Set task: Rewrite all of the data below as a numbered list, dropping any blank lines and leaving the pictures out.
**** Records supplied
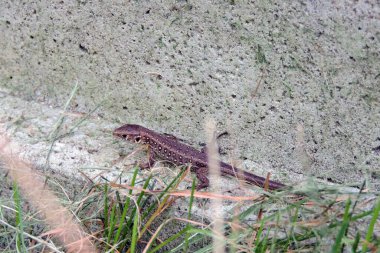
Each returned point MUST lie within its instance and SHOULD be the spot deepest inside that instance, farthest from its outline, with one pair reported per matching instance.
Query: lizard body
(171, 149)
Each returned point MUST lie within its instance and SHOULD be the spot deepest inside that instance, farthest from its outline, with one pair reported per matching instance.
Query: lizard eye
(137, 139)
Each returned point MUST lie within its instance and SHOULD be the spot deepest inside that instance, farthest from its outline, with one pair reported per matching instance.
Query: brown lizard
(171, 149)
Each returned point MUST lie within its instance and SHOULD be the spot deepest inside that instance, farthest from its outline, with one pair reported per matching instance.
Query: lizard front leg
(151, 161)
(202, 174)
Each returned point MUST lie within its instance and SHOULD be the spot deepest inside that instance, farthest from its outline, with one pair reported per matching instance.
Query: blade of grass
(125, 209)
(189, 214)
(134, 234)
(20, 244)
(337, 247)
(375, 216)
(135, 209)
(170, 239)
(105, 213)
(112, 223)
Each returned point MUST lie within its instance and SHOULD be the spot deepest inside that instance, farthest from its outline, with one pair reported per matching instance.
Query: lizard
(171, 149)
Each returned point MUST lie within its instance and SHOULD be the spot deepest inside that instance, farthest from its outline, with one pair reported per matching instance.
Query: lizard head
(129, 132)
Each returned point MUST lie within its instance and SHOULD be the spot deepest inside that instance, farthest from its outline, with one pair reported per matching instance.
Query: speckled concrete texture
(297, 85)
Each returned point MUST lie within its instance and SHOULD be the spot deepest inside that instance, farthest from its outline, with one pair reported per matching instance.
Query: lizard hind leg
********
Reply:
1. Each returned point MUST lie within its instance and SHOULD be the spot deepest inside that instance, farthest from its outline, with one pair reported per matching instance.
2. Query: lizard body
3. (171, 149)
4. Each returned point MUST lie within its instance and SHOULD be the spot deepest inside that instance, farthest from its outline, with one pair reported per matching instance.
5. Query: lizard eye
6. (137, 139)
7. Each returned point MUST lie within its instance and SHOULD be the spot deepest inside that instance, farthest from its outline, with one pair reported per matching instance.
8. Query: brown lizard
9. (171, 149)
10. Each returned point MUST lie within its instance and SHOULD be the spot deepest inside that instance, farthest from its outline, with one pair reported per matching instance.
11. Query: lizard front leg
12. (151, 161)
13. (202, 174)
14. Each returned point MUST lie within its instance and SHOULD be the spot deepest inside that instance, farthest from its outline, with one pair reported per matching instance.
15. Query: blade of grass
16. (125, 209)
17. (189, 214)
18. (134, 234)
19. (20, 244)
20. (337, 247)
21. (375, 216)
22. (135, 209)
23. (170, 239)
24. (105, 213)
25. (112, 223)
26. Each returned point MUST lie within its instance and SHOULD be the spot deepest inside that instance, farthest from its outline, with one pair reported per matching instance.
27. Query: lizard
28. (171, 149)
29. Each returned point MUST lie within its instance and SHOULD be the spot deepest inside that instance, farthest from its outline, with one pair reported per matching instance.
30. Query: lizard head
31. (129, 132)
32. Each returned point MUST lie within its instance and SHOULD be the spot deepest inside that instance, farthest from its outline, with one pair reported per matching instance.
33. Query: speckled concrete texture
34. (297, 85)
35. Each returned point MUST lie within its instance and SHOULD be the spot deepest inside that instance, farthest from its outline, with one pair reported per matching instance.
36. Query: lizard hind leg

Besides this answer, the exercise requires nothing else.